- Exercise objective
A word-for-word restatement of every record is required.

- The data

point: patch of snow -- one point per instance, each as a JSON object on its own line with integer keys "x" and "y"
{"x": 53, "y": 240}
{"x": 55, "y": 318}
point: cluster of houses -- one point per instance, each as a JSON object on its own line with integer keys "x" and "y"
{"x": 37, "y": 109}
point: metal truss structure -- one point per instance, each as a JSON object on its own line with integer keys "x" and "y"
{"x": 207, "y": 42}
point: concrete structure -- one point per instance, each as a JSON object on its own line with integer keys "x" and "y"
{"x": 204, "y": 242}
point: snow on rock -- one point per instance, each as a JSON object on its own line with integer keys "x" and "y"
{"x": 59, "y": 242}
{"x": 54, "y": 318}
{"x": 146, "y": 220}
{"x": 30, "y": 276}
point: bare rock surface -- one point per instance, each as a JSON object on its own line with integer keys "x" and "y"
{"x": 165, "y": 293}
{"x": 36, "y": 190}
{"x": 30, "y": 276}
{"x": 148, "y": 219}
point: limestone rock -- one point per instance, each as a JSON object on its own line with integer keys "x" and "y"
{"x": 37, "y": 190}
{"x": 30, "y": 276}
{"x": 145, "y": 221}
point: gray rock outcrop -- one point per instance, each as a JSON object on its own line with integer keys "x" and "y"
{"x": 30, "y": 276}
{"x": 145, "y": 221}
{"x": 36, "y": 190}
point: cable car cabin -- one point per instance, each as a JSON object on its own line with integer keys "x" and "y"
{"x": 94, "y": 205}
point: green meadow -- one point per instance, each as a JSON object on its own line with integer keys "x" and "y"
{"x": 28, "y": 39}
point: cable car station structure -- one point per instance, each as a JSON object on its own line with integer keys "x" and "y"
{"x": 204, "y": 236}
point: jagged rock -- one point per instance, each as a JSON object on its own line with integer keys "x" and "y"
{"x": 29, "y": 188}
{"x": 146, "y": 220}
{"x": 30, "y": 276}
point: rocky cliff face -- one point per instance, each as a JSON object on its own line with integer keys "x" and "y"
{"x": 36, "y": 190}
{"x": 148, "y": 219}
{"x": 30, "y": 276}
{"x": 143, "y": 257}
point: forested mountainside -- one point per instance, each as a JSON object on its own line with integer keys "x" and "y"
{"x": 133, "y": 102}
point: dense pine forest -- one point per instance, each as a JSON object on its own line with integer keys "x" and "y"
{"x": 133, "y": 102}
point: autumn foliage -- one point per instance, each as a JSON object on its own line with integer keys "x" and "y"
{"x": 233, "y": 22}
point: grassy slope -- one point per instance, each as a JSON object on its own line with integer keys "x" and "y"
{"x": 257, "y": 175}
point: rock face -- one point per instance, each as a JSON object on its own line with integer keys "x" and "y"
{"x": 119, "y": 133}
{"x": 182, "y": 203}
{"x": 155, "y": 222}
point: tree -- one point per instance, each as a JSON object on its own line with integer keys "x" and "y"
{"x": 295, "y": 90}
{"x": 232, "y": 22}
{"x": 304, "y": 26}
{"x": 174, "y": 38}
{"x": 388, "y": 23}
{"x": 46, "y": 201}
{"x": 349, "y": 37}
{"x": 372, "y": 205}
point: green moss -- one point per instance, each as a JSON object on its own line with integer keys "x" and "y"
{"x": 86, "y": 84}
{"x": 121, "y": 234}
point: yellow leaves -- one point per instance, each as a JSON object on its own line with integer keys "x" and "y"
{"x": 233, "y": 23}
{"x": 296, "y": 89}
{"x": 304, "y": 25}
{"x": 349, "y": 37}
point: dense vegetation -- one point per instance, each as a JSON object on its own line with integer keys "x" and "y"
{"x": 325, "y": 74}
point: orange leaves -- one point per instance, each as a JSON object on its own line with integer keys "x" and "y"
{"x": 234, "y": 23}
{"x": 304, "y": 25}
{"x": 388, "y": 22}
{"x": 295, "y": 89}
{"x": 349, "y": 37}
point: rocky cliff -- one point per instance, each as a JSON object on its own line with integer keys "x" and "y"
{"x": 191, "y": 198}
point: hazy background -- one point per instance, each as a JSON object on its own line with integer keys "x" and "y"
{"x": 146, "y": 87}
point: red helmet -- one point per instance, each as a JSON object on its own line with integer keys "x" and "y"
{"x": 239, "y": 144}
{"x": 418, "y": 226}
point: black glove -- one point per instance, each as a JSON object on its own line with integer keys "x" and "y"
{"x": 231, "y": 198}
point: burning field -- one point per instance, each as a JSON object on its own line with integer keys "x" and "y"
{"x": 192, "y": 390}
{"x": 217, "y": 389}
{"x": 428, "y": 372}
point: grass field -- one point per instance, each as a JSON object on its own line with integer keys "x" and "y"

- Exercise result
point: patch of snow -- one point per instance, each as a JSON object on its own line with integer keys "x" and "y"
{"x": 53, "y": 240}
{"x": 55, "y": 318}
point: cluster of houses -- one point per instance, each as a JSON object on its own line with integer keys "x" and "y"
{"x": 37, "y": 109}
point: metal truss structure -- one point per instance, each as a JSON object on its own line with integer keys "x" and "y"
{"x": 207, "y": 42}
point: concrete structure -- one point per instance, each as a JSON object on its own line with integer keys "x" and "y"
{"x": 204, "y": 242}
point: snow on rock -- one point per instance, each as a JSON object on its own line with integer keys "x" and "y"
{"x": 59, "y": 242}
{"x": 54, "y": 318}
{"x": 146, "y": 220}
{"x": 30, "y": 276}
point: bare rock surface -- one point per instance, each as a JSON object on its own line with integer keys "x" and "y"
{"x": 165, "y": 293}
{"x": 36, "y": 190}
{"x": 30, "y": 276}
{"x": 148, "y": 219}
point: limestone rock -- one point per instance, each as a JSON object on its own line with integer keys "x" and "y"
{"x": 37, "y": 190}
{"x": 30, "y": 276}
{"x": 145, "y": 221}
point: gray rock outcrop -- one point per instance, each as a JSON object on its own line with integer keys "x" and "y"
{"x": 30, "y": 276}
{"x": 145, "y": 221}
{"x": 36, "y": 190}
point: cable car cabin -- one point per instance, each as a JSON object on its own line with integer keys "x" and "y"
{"x": 94, "y": 205}
point: green meadow -- one point per instance, each as a JSON object on its own line with integer keys "x" and "y"
{"x": 28, "y": 39}
point: cable car station structure -- one point per instance, each as a JSON object on its own line with integer keys "x" and "y"
{"x": 204, "y": 236}
point: jagged rock -- one point per instance, each as a JSON object on its own line with integer keys "x" and "y"
{"x": 29, "y": 188}
{"x": 146, "y": 220}
{"x": 30, "y": 276}
point: rocky cliff face -- one point per instance, each as a JSON object on its own line with integer keys "x" and "y"
{"x": 36, "y": 190}
{"x": 148, "y": 219}
{"x": 30, "y": 276}
{"x": 143, "y": 257}
point: forested mountainside -- one point per instance, each as a JSON object on its own line with integer keys "x" and "y"
{"x": 133, "y": 102}
point: dense pine forest -- one point per instance, each as a JSON object on its own line with integer keys "x" and "y"
{"x": 133, "y": 102}
point: autumn foliage -- one point per instance, each as a JSON object on its own line with integer keys "x" and "y"
{"x": 233, "y": 22}
point: grassy slope -- one point per instance, each as a JSON object on its own line with integer keys "x" and "y"
{"x": 257, "y": 175}
point: rock face -- one point per instance, each as a JSON object on its own line with integer keys "x" and "y"
{"x": 119, "y": 133}
{"x": 182, "y": 203}
{"x": 155, "y": 222}
point: tree -- one point per instance, each as a JSON object on its own line with integer keys "x" and "y"
{"x": 295, "y": 90}
{"x": 232, "y": 22}
{"x": 304, "y": 26}
{"x": 174, "y": 38}
{"x": 388, "y": 23}
{"x": 46, "y": 201}
{"x": 349, "y": 37}
{"x": 372, "y": 205}
point: green moss -- one point per instance, each as a JSON object on its own line with integer keys "x" and "y"
{"x": 86, "y": 84}
{"x": 121, "y": 234}
point: yellow leaves -- one point per instance, each as a JSON object on its own line with integer keys "x" and "y"
{"x": 233, "y": 23}
{"x": 296, "y": 89}
{"x": 304, "y": 25}
{"x": 349, "y": 37}
point: dense vegetation -- one point per instance, each as a JSON object on its own line with integer keys "x" and "y"
{"x": 325, "y": 74}
point: orange leaves -- one point per instance, each as a JSON object on its own line with integer keys "x" and "y"
{"x": 234, "y": 23}
{"x": 304, "y": 25}
{"x": 388, "y": 22}
{"x": 295, "y": 89}
{"x": 349, "y": 37}
point: rocky cliff -- one point per instance, each as a JSON object on its own line with integer keys "x" and "y"
{"x": 191, "y": 198}
point: hazy background -- one point per instance, each as a JSON object on its own line with integer keys "x" and "y"
{"x": 146, "y": 87}
point: red helmet -- one point per instance, each as a JSON object on its own line with integer keys "x" and "y"
{"x": 239, "y": 144}
{"x": 418, "y": 226}
point: black glove -- one point per instance, each as a JSON object on its own line with integer keys "x" and "y"
{"x": 231, "y": 198}
point: burning field -- one point per instance, each as a JSON object on its own line with integer keys "x" and "y"
{"x": 192, "y": 390}
{"x": 217, "y": 389}
{"x": 428, "y": 372}
point: grass field -- one point per instance, each as a JSON object on its own line with integer keys "x" and "y"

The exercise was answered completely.